[WHAT TO DO] Please repeat the records below exactly, from the first line through the line containing "Target: textured ceiling", and nothing more.
##### STUDY MATERIAL #####
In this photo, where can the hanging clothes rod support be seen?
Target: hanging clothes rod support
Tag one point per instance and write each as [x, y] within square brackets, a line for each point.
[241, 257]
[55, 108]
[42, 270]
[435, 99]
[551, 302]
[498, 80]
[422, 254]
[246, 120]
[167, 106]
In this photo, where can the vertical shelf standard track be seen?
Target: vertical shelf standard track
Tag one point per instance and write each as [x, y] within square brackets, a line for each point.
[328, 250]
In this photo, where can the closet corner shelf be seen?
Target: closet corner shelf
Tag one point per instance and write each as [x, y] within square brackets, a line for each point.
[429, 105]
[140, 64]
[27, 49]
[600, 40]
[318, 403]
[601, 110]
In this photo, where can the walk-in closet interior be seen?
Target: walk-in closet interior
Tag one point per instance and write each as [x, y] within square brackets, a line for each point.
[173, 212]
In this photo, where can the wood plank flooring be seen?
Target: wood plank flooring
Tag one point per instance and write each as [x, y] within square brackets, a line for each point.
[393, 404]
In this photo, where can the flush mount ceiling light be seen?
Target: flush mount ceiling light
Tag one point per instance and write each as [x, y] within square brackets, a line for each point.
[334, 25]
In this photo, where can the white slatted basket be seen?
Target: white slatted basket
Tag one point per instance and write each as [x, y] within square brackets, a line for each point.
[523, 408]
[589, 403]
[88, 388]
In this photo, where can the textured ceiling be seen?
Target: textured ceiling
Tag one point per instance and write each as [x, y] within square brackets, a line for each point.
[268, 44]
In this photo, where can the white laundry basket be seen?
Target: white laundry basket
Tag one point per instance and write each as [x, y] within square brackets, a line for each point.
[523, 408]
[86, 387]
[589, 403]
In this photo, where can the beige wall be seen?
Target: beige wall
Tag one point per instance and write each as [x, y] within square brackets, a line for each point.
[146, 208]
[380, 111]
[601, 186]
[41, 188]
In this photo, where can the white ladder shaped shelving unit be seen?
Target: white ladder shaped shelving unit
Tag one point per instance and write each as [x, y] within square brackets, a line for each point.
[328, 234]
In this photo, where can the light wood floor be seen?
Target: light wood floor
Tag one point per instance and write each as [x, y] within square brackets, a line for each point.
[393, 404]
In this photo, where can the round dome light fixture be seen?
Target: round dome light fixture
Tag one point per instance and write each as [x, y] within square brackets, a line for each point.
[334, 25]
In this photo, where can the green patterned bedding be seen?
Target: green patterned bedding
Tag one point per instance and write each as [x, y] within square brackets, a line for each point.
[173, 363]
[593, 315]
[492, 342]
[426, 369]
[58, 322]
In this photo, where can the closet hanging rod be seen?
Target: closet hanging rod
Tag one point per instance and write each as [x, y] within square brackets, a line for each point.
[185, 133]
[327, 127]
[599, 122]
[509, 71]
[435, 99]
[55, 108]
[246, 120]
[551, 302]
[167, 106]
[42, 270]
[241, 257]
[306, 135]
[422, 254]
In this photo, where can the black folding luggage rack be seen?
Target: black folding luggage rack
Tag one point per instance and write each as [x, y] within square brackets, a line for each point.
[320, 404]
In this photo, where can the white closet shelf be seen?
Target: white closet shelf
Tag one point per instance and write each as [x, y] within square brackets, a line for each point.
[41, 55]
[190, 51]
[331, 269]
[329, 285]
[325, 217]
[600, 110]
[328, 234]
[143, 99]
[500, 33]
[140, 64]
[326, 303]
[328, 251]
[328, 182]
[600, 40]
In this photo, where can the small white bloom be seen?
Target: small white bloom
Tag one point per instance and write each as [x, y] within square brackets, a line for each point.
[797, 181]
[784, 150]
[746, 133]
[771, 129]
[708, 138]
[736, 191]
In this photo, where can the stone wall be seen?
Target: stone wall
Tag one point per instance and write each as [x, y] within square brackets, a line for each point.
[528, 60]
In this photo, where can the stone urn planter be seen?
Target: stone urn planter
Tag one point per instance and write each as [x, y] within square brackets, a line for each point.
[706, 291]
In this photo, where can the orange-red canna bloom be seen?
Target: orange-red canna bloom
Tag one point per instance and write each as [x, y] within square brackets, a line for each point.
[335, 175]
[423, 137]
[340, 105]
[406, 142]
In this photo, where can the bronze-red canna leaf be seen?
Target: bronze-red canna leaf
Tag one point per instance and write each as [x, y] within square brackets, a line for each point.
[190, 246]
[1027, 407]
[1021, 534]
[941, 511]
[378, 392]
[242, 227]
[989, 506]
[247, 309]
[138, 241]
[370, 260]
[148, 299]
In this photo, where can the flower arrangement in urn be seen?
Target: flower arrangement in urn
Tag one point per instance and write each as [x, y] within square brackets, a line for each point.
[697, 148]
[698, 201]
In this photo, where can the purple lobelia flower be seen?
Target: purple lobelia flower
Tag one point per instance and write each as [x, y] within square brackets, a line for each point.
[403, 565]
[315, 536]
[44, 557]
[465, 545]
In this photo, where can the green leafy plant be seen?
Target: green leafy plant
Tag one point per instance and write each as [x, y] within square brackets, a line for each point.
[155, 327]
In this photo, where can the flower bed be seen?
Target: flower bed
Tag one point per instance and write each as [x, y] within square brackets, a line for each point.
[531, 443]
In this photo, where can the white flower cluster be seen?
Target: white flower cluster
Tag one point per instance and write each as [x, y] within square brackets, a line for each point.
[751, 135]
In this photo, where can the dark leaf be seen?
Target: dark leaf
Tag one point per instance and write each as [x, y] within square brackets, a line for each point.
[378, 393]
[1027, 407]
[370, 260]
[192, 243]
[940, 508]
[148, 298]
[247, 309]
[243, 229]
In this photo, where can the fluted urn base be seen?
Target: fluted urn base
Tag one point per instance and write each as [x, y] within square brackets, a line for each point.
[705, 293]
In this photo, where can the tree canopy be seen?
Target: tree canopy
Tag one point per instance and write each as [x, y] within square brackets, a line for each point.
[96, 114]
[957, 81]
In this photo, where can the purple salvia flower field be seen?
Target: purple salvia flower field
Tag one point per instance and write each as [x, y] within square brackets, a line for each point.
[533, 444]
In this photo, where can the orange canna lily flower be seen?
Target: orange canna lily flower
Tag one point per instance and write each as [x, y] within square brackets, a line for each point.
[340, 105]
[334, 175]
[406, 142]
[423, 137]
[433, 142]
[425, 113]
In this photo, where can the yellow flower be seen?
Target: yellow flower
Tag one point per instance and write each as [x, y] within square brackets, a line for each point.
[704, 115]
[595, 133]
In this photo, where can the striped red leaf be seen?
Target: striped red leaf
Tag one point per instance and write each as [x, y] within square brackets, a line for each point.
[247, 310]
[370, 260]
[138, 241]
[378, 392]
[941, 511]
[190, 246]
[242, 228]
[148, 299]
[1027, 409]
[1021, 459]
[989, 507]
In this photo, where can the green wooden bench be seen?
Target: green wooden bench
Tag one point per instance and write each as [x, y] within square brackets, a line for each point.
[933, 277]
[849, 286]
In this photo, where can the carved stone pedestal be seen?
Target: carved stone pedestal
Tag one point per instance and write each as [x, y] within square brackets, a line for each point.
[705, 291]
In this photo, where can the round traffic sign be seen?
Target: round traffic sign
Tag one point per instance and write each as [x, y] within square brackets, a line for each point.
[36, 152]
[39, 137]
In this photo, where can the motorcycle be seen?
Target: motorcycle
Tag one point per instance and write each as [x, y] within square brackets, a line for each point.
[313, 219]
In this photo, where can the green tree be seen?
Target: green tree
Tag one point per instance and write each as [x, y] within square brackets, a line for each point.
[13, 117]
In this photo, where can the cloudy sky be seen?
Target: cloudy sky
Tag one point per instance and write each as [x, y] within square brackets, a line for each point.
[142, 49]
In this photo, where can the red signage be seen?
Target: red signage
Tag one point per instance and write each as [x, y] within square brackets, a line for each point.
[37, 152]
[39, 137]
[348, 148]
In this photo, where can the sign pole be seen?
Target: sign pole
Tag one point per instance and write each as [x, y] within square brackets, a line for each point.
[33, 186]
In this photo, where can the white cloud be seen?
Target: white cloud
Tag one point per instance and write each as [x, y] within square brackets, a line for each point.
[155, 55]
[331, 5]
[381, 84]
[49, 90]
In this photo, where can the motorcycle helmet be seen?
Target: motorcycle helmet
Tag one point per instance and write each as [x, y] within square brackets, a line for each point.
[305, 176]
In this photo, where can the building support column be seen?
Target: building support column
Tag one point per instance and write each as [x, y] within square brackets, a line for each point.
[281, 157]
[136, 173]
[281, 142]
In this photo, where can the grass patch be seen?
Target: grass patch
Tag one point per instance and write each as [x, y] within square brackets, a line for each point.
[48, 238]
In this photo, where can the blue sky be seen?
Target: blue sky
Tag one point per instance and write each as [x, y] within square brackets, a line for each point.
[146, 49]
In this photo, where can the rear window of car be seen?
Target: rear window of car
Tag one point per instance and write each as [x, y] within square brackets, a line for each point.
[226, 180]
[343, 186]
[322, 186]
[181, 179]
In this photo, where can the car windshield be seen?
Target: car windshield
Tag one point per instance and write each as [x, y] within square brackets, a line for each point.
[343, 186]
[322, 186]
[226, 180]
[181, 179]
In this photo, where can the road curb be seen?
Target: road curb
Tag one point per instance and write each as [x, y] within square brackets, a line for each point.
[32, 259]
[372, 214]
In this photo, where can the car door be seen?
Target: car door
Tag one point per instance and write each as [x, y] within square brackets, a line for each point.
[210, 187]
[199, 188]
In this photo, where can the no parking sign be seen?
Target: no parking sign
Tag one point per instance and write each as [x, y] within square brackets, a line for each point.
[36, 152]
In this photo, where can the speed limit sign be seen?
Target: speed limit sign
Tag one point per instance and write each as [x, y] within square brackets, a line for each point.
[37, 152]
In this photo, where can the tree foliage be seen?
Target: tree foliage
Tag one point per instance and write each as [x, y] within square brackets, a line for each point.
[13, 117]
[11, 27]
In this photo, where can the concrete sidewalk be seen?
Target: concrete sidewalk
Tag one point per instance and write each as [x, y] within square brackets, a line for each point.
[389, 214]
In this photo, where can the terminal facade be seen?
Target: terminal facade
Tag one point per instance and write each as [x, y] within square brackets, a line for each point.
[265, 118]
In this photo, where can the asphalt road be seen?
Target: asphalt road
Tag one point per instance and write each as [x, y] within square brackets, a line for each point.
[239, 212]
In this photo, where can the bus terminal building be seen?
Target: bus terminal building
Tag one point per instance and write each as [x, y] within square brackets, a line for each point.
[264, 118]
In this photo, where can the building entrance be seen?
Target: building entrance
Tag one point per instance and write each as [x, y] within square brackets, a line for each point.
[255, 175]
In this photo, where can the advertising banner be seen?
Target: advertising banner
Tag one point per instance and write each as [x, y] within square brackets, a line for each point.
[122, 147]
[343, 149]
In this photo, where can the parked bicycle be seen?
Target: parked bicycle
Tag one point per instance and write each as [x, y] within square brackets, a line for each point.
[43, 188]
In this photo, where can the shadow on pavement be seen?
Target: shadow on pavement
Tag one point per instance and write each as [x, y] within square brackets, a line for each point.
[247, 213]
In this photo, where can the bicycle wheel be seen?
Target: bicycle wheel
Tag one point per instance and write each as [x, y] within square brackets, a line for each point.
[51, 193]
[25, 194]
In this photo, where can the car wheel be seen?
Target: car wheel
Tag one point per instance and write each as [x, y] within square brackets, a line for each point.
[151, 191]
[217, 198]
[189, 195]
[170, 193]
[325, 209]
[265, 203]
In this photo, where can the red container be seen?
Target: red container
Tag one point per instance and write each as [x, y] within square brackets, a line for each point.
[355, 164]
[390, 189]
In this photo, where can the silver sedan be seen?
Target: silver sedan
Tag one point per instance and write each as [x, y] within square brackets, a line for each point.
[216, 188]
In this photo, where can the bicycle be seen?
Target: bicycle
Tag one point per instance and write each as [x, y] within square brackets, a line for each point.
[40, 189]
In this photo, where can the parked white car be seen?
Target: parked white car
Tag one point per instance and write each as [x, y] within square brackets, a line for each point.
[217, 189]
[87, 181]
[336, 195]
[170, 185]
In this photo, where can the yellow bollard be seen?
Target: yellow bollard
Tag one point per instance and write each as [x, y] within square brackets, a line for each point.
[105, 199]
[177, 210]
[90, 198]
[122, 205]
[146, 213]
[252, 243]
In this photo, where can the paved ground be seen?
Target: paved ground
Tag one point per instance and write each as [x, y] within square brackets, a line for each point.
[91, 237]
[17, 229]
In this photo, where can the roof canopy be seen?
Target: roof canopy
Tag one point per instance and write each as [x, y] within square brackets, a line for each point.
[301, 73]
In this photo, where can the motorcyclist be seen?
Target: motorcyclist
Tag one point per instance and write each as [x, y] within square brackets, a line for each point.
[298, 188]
#####
[TASK SOLUTION]
In this photo, where can the hanging clothes rod support be seen?
Target: hanging clothes rod support
Tag one point per instance and write each as [x, y] within square brackets, a line for each point.
[241, 257]
[55, 108]
[42, 270]
[435, 99]
[551, 302]
[498, 80]
[422, 254]
[246, 120]
[167, 106]
In this photo, where can the vertical shelf standard track be seen?
Target: vertical shelf standard track
Tag one point per instance and write each as [x, y] within square brackets, a line for each point.
[328, 250]
In this photo, where can the closet corner shelf be seen?
Target: closet corner shelf
Tag one point per instance and write each as [x, y] within square brackets, a line for each point.
[429, 105]
[140, 64]
[27, 49]
[600, 40]
[318, 403]
[601, 110]
In this photo, where can the walk-in closet interior be seen?
Target: walk-in closet interior
Tag one point per instance and write each as [x, y] within square brackets, a line for each point.
[173, 212]
In this photo, where can the wood plank flooring be seen?
Target: wood plank flooring
Tag one point per instance and write each as [x, y] within square brackets, a line for each point.
[393, 404]
In this photo, where can the flush mount ceiling light be seen?
Target: flush mount ceiling light
Tag one point per instance and write each as [x, y] within square brackets, a line for each point.
[334, 25]
In this photo, where can the white slatted basket be seen?
Target: white slatted basket
Tag one point per instance and write each as [x, y] within square brackets, a line for each point.
[523, 408]
[589, 403]
[88, 388]
In this photo, where can the textured ceiling be seen?
Target: textured ceiling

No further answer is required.